▶ _WHAT YOU HAVE TO DO_
Give back every line of the data, transcribed exactly.

▶ _GIVEN DATA_
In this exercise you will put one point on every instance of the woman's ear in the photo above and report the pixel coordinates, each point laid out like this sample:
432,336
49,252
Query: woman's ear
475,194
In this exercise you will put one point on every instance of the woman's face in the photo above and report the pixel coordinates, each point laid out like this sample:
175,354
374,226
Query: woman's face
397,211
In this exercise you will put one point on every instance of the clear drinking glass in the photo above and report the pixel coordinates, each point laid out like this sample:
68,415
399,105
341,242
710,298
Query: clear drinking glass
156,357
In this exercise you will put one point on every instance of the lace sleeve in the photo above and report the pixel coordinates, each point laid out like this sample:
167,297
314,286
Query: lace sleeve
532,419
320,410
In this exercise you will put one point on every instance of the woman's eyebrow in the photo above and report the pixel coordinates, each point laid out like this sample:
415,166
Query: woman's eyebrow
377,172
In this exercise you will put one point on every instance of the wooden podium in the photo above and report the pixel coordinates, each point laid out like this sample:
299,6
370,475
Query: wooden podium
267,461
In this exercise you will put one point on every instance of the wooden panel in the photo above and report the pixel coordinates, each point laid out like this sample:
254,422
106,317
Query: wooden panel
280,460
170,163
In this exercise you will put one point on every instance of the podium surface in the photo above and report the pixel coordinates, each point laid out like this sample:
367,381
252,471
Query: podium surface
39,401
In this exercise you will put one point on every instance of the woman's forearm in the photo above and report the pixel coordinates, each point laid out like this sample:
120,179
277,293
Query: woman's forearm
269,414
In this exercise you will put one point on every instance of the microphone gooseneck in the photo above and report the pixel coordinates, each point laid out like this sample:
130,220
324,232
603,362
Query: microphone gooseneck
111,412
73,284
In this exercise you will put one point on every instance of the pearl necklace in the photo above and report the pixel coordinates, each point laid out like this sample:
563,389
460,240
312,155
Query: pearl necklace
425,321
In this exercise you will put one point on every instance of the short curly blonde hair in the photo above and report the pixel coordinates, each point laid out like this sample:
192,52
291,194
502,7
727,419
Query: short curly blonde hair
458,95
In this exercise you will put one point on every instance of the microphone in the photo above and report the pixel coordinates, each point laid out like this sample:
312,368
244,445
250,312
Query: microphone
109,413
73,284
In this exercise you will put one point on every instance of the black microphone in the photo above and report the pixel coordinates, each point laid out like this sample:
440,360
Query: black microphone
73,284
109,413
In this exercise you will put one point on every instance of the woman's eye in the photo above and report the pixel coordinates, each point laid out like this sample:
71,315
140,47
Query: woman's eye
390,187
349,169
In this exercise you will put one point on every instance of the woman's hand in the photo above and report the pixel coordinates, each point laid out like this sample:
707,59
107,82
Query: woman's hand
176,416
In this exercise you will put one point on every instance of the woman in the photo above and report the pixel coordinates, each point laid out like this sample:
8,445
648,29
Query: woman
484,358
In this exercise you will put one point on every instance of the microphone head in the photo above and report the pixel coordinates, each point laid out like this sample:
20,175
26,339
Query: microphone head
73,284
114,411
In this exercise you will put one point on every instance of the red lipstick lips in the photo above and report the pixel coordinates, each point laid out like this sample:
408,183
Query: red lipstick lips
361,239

▶ _SOLVED EXERCISE_
In this exercise you will put one point on every instance of the woman's ear in the photo above and report the pixel coordinates, each point laid out like this sample:
432,336
49,252
Query: woman's ear
475,194
In this exercise you will put one point on every instance of the woman's face in the photo above and report the pixel coordinates, each point laid out like this sample:
175,354
374,226
Query: woman's face
397,211
In this exercise you will put one point on every instance of the clear drinking glass in the photo above and report the pixel coordinates, each point laid out like this sample:
68,415
399,105
341,242
710,298
Query: clear drinking glass
156,357
In this exercise you will put one point on every instance of the lace sleeve in the photo above and report the pixel coordinates, each point laid out like this sample:
167,297
314,286
Query: lace sleeve
532,419
320,410
In this exercise you will put one point on every instance of the woman's eyebrow in the photo above and report the pixel coordinates, each point laid out like this sample:
415,166
Query: woman's eyebrow
377,172
In this exercise you will put one point on every instance of the wooden podium in the photo above and report the pixel coordinates, each point laid out like this sample:
299,6
370,475
Query: wooden podium
267,461
In this exercise you will put one point on every instance of the wooden panel in the photo above and report the pixel coordinates, each point laid out like this sample:
254,422
106,317
Query: wooden panel
280,460
170,163
In this exercise you will put one point on every instance of the podium surface in the photo above and report the pixel coordinates, each point laid out like this sample:
367,381
252,471
Query: podium surface
39,401
In this exercise you will put one point on every instance of the woman's forearm in the photo above and report the pixel coordinates, each point laid out like this sample:
120,179
277,293
Query: woman's forearm
269,414
In this exercise you will put one point on every instance of the microphone gooseneck in the photo above and report the pixel coordinates, each point laid out like this sample:
130,220
324,232
603,362
Query: microphone gooseneck
111,412
73,284
In this exercise you will put one point on every instance of the pearl necklace in the photo above and report the pixel coordinates, each point laid out like this sample:
563,389
460,240
312,155
Query: pearl necklace
425,321
In this exercise you will put one point on every instance of the short curly blonde hair in the photo above and report the pixel coordinates, each point laid out like this sample:
192,52
291,194
502,7
727,419
Query: short curly blonde hair
458,95
In this exercise you will put one point on every instance of the microphone in the photo above and report the pixel coordinates, each point laid out like this sample:
312,368
244,445
250,312
Query: microphone
109,413
73,284
In this exercise you will put one point on every instance of the black microphone in the photo above and report the pixel coordinates, each point laid out like this sample:
440,360
Query: black microphone
73,284
109,413
In this exercise you will put one point on every instance of the woman's eye in the photo above and report the pixel coordinates, each point laid out like this sample:
71,315
140,47
Query: woman's eye
390,187
349,169
In this exercise you will put one point on every instance of the woman's hand in the photo above and report the pixel coordinates, each point laid out like this sample:
707,59
107,82
Query: woman's hand
176,416
In this exercise you will put one point on every instance of the woman in the photo above and report the pixel coordinates, each point laid out like this sample:
8,445
648,29
Query: woman
484,358
In this exercise you will put one point on every instance of the microphone head in the photo above and report the pixel coordinates, each point laid out like this sample:
20,175
26,339
Query: microphone head
73,284
114,411
In this exercise you will put one point on every instance of the red lipstick lips in the photo above and report the pixel coordinates, each point laid out like this sample:
408,183
Query: red lipstick lips
361,239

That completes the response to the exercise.